The figure would pave the way for a broader package to recapitalize banks and boost the rescue fund in a revamped strategy to combat the debt crisis. The euro rose as news of the agreement broke, climbing as much as 0.4 percent to $1.3956.
More than nine hours of brinkmanship at the second crisis summit in four days focused on measures that the euro area’s stewards said point the way out of the debt quagmire, even if key details are lacking.
Last-ditch talks with bank representatives led to the debt- relief accord, in an effort to quarantine Greece and prevent speculation against Italy and France from ravaging the euro zone and wreaking global economic havoc.
Europe’s leaders took the unusual step of summoning the banks’ representative, Managing Director Charles Dallara of the Institute of International Finance, into the summit to break the deadlock over how to cut Greece’s debt to 120 percent of gross domestic product by 2020.

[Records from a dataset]
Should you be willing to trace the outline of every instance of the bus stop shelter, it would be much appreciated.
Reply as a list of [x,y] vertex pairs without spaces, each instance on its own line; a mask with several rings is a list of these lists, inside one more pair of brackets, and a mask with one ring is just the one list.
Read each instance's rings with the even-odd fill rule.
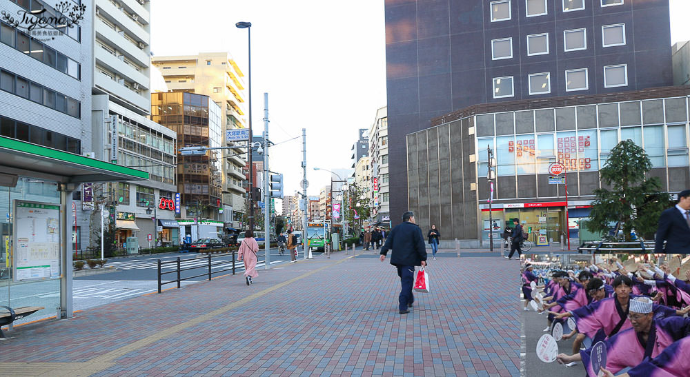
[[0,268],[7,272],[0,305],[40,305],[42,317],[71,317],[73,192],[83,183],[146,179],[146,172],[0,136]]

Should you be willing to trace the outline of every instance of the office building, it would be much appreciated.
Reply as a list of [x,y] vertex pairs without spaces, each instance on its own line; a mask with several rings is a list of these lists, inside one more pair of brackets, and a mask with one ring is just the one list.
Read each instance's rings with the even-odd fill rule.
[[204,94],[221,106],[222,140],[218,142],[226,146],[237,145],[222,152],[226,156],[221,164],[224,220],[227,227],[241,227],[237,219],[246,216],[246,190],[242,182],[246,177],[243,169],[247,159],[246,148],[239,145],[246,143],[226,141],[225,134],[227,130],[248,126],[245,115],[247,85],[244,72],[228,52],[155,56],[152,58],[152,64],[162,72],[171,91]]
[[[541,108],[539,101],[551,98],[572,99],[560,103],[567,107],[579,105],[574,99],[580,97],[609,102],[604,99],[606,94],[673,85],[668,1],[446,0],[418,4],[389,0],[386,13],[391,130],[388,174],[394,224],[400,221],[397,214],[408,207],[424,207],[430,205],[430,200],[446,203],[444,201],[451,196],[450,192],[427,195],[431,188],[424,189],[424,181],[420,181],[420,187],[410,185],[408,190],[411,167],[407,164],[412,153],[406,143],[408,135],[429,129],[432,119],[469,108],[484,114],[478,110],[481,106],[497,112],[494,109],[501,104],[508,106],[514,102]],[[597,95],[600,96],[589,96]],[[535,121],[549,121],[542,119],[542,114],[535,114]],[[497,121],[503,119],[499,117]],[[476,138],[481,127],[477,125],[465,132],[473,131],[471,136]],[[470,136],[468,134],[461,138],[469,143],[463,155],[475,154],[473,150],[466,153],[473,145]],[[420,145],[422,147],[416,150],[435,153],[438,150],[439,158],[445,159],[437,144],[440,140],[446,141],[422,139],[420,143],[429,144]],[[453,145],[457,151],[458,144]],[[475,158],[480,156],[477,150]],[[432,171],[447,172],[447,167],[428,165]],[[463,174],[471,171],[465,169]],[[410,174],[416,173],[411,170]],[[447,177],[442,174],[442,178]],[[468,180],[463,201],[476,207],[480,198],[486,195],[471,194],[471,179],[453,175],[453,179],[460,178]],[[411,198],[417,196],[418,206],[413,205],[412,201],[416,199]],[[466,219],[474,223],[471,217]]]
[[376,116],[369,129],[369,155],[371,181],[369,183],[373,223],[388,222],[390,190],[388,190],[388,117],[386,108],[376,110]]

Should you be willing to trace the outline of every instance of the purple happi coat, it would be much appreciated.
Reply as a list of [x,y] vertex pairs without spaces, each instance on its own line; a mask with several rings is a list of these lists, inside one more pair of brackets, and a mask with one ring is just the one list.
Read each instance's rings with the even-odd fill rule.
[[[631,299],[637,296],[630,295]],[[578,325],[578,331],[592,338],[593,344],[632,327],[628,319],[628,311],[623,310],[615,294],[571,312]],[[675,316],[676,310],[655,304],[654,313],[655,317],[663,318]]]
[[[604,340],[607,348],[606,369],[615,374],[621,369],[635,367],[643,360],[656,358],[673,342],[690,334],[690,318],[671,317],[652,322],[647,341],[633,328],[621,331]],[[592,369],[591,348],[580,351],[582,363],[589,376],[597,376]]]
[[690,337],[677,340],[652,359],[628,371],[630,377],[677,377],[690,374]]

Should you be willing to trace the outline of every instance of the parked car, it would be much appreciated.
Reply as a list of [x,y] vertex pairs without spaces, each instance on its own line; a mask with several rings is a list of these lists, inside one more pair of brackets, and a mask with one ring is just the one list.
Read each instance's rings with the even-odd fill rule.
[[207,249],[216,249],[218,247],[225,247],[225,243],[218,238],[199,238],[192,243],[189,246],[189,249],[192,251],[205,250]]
--
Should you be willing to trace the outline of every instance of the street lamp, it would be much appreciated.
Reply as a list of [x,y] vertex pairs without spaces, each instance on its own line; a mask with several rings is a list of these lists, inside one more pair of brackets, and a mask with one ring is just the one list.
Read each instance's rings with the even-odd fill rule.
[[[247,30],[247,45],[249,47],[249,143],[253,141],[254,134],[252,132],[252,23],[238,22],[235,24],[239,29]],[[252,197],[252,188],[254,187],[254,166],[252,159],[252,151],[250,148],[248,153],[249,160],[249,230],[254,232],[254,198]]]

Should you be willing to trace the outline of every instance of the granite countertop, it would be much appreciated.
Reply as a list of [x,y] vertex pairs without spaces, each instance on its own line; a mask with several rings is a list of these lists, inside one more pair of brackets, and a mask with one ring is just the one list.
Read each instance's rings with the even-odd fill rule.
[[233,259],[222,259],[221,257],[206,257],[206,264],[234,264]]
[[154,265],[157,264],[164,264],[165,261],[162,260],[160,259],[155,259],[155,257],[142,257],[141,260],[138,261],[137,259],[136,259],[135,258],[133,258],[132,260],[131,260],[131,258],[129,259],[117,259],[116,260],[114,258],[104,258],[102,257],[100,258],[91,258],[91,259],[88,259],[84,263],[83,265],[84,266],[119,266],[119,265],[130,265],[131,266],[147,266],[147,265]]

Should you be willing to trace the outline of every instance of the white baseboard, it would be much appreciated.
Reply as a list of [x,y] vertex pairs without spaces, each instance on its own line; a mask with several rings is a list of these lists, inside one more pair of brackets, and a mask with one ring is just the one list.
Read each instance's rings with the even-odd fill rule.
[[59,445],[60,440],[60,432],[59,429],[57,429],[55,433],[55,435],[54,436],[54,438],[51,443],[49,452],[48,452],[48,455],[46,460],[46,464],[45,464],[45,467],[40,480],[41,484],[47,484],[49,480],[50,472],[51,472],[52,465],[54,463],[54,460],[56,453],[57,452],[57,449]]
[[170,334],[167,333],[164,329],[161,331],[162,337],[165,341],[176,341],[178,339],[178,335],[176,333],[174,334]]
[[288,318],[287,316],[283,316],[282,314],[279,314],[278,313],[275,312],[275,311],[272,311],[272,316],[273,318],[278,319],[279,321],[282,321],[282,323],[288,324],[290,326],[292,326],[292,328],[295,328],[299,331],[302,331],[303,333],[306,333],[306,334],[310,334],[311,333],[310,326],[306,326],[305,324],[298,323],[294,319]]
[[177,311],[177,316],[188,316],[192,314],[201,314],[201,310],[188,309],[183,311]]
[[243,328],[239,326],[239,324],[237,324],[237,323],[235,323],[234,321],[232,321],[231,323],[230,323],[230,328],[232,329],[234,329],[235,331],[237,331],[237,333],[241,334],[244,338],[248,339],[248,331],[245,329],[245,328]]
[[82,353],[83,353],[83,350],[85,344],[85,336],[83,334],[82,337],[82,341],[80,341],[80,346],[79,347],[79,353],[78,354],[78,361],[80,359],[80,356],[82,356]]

:: DIRECTIVES ::
a – List every country named in the news excerpt on the euro debt crisis.
b – Give the number of lines in the entries that contain the string "street", where case counts. Reply with the number only.
The news excerpt and the entries are unrelated to each other.

:: EXERCISE RESPONSES ::
a – Greece, Italy, France

b – 1